Estratto fornito ->
============

«Tu non mi ascolti!»
«No, sei tu che non mi ascolti!»
«No, tu»
«No, tu»
E via così, per lunghi minuti. Un’escalation che vista da fuori è assurda, ma da dentro pare inarrestabile. Fino allo sbrocco.
Esperienza di tutti.
Eppure, gli dei ci han dato due orecchie e una bocca sola: una ragione l’avranno avuta.
Ma niente. A scuola è un intreccio di esercizi e compiti, scritti e orali. Poi in azienda si studiano le tecniche di comunicazione. Ma è quasi tutto sull’output. L’input si dà per scontato.
E quale scontato! Ascoltare è difficile. Anche nei contesti in cui è determinante.
Una ricerca inglese, per esempio, mostra la difficoltà dei medici nell’ascoltare i pazienti, senza lasciarsi distrarre da altre informazioni, rumori di fondo, interferenze. Solo i primi 22 secondi sarebbero di pure listening.
Il dato sconvolge. 22 secondi è niente. Speriamo non sia vero.
Comunque, verificare è semplice: in coppia, tu racconti un breve aneddoto personale, l’altr* ascolta e poi trascrive. Ed è subito un fiorire d’interpretazioni, di particolari tolti, aggiunti, riformulati.

============

Voci fornite ->

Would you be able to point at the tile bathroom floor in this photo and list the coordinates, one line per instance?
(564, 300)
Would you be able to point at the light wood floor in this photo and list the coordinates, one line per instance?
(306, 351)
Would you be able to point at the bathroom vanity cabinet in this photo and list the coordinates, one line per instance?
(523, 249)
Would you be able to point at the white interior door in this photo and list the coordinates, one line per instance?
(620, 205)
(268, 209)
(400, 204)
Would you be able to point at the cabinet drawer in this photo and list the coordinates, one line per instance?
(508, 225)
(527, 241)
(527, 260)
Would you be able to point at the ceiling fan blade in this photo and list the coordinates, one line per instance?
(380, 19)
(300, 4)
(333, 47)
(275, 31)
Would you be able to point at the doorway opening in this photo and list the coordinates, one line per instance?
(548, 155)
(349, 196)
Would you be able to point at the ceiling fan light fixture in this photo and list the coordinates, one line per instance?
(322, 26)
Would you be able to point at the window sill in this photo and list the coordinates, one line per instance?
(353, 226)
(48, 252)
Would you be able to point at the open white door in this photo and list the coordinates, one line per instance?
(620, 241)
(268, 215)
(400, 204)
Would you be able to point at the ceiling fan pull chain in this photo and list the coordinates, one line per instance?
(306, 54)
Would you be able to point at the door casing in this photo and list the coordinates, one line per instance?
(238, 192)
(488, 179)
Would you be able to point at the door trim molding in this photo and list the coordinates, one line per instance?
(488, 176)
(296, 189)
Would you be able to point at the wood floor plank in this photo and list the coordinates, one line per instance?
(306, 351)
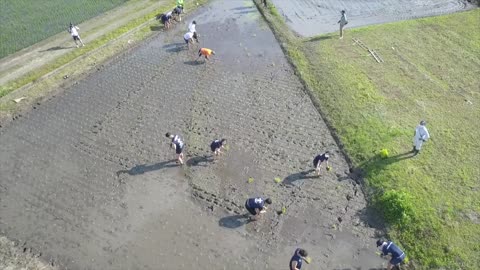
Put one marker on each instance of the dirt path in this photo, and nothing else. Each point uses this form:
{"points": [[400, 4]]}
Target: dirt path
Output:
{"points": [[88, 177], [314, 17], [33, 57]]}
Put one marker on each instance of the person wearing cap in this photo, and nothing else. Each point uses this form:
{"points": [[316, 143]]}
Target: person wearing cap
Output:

============

Compito assegnato 1 -> Trascrivi dal testo sull'ascolto tutto il passo che va da "Eppure, gli dei" giù fino a "non sia vero.".
Compito assegnato 2 -> Nel testo sull'ascolto, che cosa ci hanno dato gli dei?

Risposta 1 ->
Eppure, gli dei ci han dato due orecchie e una bocca sola: una ragione l’avranno avuta.
Ma niente. A scuola è un intreccio di esercizi e compiti, scritti e orali. Poi in azienda si studiano le tecniche di comunicazione. Ma è quasi tutto sull’output. L’input si dà per scontato.
E quale scontato! Ascoltare è difficile. Anche nei contesti in cui è determinante.
Una ricerca inglese, per esempio, mostra la difficoltà dei medici nell’ascoltare i pazienti, senza lasciarsi distrarre da altre informazioni, rumori di fondo, interferenze. Solo i primi 22 secondi sarebbero di pure listening.
Il dato sconvolge. 22 secondi è niente. Speriamo non sia vero.

Risposta 2 -> Due orecchie e una bocca sola.